* [SELECTED EXTRACT]:
As a result of numerous layers of history that influenced the city and the whole Vojvodina, Novi Sad is today renowned for its unique mixture of ethnic groups (over 20 of them), cultural and religious diversity. It has no less than five official languages: Serbian, Hungarian, Slovak, Rusyn and Romanian. In the 19th century, Novi Sad was practically the capital of Serbian culture (not only in Austria-Hungary, but as a whole), thus earning the city's nickname Serbian Athens. Today, Novi Sad is a significant industrial, financial, educational and scientific centre of the region, and a home to the University of Novi Sad, founded in 1960. More recently, Novi Sad is well-known for the EXIT music festival, which has grown to one of Europe's largest events of that kind.
Novi Sad is situated on the Danube river, the most of its part being on the north bank, while the city is dominated by the famous Petrovaradin fortress from the south bank. It is located 80 km (50 miles) to the north-northwest from Belgrade and just under 300 km (cca 185 miles) to the south from Budapest. Since it lies on both the Belgrade-Budapest highway and railway it is fairly easily accessible from both of these cities.

* [INFORMATION SUPPLIED]:
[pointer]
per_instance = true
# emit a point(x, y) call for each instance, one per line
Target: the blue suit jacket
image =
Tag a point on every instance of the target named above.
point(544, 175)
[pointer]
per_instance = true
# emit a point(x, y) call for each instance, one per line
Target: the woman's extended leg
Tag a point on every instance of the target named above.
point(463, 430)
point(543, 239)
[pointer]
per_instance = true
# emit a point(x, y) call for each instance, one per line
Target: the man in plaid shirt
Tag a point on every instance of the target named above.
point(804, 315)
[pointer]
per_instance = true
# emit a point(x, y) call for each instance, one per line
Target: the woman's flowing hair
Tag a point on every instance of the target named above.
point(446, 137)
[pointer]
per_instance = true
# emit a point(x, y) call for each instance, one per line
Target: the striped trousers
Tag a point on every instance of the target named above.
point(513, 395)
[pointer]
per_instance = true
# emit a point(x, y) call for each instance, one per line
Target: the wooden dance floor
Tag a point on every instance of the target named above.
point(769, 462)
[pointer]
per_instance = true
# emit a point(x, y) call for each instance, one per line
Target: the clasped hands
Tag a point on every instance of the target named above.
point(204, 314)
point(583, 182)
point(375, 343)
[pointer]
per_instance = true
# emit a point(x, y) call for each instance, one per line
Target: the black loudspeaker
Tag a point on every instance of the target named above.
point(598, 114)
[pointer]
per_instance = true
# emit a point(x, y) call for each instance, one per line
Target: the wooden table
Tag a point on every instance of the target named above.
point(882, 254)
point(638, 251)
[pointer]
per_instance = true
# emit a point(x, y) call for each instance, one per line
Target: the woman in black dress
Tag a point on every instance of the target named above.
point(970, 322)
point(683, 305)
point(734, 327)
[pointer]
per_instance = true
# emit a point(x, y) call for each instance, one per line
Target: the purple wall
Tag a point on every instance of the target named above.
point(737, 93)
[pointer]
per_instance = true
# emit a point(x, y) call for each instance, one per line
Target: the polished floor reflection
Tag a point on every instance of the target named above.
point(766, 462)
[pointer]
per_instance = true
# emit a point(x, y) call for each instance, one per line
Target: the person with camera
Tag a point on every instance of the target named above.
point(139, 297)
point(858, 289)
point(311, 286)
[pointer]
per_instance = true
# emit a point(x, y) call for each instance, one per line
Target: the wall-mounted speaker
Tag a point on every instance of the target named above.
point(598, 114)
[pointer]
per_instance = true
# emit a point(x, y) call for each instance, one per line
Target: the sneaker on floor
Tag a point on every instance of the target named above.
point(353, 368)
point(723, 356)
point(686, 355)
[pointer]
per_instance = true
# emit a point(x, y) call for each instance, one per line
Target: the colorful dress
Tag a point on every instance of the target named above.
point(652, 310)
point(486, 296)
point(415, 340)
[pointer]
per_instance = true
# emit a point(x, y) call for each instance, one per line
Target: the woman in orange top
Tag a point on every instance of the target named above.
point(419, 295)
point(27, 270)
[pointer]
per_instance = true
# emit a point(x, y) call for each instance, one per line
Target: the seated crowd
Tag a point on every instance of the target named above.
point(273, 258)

* [BRIEF]:
According to the Novi Sad text, what nickname did the city earn in the 19th century?

* [THE RESULT]:
Serbian Athens